REQUIRED ACTION: Copy the data exactly.

DATA RECORDS:
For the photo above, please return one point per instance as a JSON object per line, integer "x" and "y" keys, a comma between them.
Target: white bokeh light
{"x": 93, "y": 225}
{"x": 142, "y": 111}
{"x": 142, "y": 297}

WRITTEN RESPONSE:
For the photo above, please return one point per instance as a JSON object per line, integer "x" and "y" keys, a comma between them.
Target: white bokeh light
{"x": 93, "y": 225}
{"x": 142, "y": 111}
{"x": 142, "y": 297}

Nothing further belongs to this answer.